Top of Records for this task
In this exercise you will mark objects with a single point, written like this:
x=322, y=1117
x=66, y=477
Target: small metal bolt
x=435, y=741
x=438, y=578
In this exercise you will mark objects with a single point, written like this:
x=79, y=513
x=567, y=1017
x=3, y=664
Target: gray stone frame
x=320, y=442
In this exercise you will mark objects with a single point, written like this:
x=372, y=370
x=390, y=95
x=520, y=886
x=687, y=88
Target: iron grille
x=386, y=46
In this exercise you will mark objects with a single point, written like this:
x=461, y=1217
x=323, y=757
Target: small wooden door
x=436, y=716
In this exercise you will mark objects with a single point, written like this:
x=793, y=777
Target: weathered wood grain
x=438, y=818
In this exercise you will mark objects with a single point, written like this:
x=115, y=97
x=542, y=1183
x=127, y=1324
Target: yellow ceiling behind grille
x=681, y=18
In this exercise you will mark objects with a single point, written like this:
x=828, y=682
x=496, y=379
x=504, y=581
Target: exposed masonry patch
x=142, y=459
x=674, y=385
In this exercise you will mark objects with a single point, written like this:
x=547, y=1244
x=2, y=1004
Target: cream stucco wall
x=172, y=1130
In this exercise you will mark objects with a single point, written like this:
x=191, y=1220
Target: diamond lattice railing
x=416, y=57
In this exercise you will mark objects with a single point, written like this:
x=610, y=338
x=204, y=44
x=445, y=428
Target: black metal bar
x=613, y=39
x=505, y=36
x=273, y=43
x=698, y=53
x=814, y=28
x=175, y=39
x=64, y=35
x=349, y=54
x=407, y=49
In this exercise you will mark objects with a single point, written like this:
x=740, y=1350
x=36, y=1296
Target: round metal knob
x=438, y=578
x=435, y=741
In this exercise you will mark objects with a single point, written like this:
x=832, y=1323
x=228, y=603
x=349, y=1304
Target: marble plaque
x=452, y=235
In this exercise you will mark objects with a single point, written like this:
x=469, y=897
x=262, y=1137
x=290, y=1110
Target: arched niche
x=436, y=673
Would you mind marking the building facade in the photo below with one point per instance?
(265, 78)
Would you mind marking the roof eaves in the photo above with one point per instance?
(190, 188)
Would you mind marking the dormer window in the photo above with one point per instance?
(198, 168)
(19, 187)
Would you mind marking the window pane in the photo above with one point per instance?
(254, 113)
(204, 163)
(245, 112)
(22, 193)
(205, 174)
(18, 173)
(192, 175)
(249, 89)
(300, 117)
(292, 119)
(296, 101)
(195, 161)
Bottom of Records for this task
Copy the lines above exactly, beginning at the line that has "x=461, y=1217" and stopping after the line that has "x=228, y=603", and omit the rest.

*Answer space*.
x=461, y=1217
x=323, y=757
Target: small wooden door
x=436, y=716
In this exercise you will mark objects with a single point, written like this:
x=793, y=777
Target: weathered wood grain
x=438, y=818
In this exercise you will mark objects with a single point, written like this:
x=115, y=97
x=542, y=1183
x=127, y=1324
Target: yellow ceiling behind grille
x=681, y=18
In this exercise you will mark objects with a single point, written like this:
x=828, y=682
x=496, y=379
x=504, y=581
Target: exposed masonry patch
x=142, y=459
x=674, y=385
In this exercise you will mark objects with a single point, written like this:
x=547, y=1244
x=2, y=1004
Target: cream stucco wall
x=172, y=1130
In this exercise you will mark objects with a single point, written like this:
x=191, y=1220
Target: diamond lattice railing
x=416, y=57
In this exercise you will mark objects with a single point, written like this:
x=610, y=338
x=204, y=44
x=445, y=428
Target: black metal bar
x=613, y=39
x=505, y=36
x=273, y=43
x=698, y=53
x=814, y=28
x=175, y=39
x=64, y=35
x=349, y=54
x=407, y=49
In this exercise you will mark objects with a single point, written like this:
x=740, y=1350
x=36, y=1296
Target: round metal knob
x=438, y=578
x=435, y=741
In this exercise you will mark objects with a single point, written like this:
x=832, y=1323
x=228, y=603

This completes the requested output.